Your instructions → Pick out each line in the listing below that contains the word "floral" and copy it in full. Case counts.

-------------------------

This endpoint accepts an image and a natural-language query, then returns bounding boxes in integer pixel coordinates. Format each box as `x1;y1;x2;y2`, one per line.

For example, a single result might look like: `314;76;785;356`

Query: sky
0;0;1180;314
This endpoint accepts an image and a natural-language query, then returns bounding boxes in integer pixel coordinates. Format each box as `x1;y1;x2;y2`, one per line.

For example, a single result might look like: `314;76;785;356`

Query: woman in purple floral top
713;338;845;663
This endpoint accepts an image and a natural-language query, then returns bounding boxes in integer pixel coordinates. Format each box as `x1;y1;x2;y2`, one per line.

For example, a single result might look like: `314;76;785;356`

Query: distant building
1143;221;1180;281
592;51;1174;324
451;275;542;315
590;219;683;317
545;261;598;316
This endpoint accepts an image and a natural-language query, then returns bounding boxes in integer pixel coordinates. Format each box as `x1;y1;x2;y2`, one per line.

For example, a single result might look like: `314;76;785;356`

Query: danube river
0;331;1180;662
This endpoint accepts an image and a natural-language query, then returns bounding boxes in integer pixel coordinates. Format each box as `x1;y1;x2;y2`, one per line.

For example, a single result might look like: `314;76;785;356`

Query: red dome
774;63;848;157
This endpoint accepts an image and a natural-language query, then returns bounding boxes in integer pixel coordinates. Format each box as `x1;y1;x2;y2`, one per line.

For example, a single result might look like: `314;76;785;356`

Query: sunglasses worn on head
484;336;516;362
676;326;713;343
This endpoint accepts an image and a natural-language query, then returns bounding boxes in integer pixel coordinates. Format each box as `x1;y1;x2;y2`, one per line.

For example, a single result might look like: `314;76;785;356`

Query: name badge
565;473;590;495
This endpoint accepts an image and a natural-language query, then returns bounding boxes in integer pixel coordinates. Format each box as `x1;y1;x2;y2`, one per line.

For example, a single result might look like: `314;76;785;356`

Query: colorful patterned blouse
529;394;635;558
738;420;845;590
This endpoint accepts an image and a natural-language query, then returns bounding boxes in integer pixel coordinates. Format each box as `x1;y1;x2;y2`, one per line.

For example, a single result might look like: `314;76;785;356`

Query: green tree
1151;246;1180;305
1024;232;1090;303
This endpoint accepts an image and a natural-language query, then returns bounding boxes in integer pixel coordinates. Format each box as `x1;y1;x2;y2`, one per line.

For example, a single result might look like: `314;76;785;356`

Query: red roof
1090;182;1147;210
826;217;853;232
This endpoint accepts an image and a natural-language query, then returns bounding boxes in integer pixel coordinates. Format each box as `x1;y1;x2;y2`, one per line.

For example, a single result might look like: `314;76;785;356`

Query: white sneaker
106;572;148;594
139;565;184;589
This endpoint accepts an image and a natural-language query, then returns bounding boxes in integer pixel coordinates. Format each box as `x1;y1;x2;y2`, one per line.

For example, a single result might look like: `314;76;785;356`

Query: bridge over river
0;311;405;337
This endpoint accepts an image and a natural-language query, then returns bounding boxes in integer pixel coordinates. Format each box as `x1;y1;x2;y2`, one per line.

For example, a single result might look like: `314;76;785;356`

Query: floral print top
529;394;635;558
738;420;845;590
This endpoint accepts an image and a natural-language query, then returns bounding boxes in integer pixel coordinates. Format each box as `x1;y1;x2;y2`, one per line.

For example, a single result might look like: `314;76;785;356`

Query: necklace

-------------------------

Solution below →
Query: woman in purple floral top
Query: floral print top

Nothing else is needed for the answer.